__Study material__
:::
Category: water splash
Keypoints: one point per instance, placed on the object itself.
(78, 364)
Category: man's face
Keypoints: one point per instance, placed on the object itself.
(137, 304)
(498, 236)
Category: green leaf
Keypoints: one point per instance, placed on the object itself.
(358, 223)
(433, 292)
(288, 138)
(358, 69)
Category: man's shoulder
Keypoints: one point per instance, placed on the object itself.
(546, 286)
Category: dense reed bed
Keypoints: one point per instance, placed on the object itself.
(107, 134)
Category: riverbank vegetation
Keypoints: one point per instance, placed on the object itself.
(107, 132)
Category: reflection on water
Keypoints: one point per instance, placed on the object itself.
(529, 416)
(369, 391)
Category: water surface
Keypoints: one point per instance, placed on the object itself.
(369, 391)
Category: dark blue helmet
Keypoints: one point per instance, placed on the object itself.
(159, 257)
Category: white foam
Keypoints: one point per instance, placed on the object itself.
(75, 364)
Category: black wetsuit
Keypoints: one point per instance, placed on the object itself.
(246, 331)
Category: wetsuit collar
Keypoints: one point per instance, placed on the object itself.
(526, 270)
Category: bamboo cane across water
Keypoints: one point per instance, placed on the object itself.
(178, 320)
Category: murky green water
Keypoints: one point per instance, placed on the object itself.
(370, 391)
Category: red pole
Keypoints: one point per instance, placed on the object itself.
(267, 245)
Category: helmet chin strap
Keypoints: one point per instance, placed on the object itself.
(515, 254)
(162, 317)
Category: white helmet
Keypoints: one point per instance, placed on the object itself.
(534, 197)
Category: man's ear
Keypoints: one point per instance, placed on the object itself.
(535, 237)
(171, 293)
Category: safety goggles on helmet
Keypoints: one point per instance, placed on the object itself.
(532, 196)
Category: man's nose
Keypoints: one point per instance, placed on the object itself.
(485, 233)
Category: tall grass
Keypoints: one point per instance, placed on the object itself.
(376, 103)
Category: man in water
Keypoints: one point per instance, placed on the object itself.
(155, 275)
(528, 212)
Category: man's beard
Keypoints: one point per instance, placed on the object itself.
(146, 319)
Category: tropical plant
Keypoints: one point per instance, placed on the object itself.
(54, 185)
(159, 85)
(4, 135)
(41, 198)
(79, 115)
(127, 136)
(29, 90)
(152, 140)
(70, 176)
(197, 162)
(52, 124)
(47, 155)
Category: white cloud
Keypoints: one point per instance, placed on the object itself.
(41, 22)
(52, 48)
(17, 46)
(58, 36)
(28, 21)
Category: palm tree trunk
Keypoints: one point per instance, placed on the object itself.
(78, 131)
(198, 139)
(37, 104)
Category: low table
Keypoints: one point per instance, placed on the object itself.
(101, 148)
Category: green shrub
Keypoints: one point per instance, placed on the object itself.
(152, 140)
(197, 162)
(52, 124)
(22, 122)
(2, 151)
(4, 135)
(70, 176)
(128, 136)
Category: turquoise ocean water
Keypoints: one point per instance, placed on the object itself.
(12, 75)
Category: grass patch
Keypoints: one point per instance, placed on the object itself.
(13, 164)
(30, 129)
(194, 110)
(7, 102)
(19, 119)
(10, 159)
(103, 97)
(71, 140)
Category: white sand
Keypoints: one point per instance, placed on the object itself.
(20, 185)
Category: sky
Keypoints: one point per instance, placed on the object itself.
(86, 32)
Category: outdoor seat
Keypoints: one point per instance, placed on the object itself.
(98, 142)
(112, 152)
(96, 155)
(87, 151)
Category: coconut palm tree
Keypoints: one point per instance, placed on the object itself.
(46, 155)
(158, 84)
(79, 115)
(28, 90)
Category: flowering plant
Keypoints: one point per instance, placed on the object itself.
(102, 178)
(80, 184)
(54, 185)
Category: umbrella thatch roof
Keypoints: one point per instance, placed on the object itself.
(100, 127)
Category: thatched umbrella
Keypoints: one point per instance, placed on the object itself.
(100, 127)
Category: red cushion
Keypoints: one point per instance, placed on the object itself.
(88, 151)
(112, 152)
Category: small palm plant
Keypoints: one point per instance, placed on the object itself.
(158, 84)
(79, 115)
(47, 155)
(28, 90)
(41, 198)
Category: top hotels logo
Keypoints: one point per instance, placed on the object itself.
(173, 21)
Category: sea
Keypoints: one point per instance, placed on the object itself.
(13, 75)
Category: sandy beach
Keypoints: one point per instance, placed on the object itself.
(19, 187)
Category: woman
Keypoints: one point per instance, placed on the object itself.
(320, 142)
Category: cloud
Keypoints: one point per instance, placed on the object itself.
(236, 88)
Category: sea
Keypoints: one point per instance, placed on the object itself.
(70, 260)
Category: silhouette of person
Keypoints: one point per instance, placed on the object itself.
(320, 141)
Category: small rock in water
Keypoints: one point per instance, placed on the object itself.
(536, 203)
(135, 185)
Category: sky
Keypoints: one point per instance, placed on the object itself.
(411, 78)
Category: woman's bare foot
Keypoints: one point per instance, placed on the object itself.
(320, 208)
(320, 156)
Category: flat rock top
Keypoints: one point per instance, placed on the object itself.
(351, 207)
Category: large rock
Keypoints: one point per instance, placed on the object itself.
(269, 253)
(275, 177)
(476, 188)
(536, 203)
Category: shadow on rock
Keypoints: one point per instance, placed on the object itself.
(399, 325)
:::
__What you should do__
The word "helmet" may appear in several lines of the data; count those lines and give only the number.

__Problem solution__
4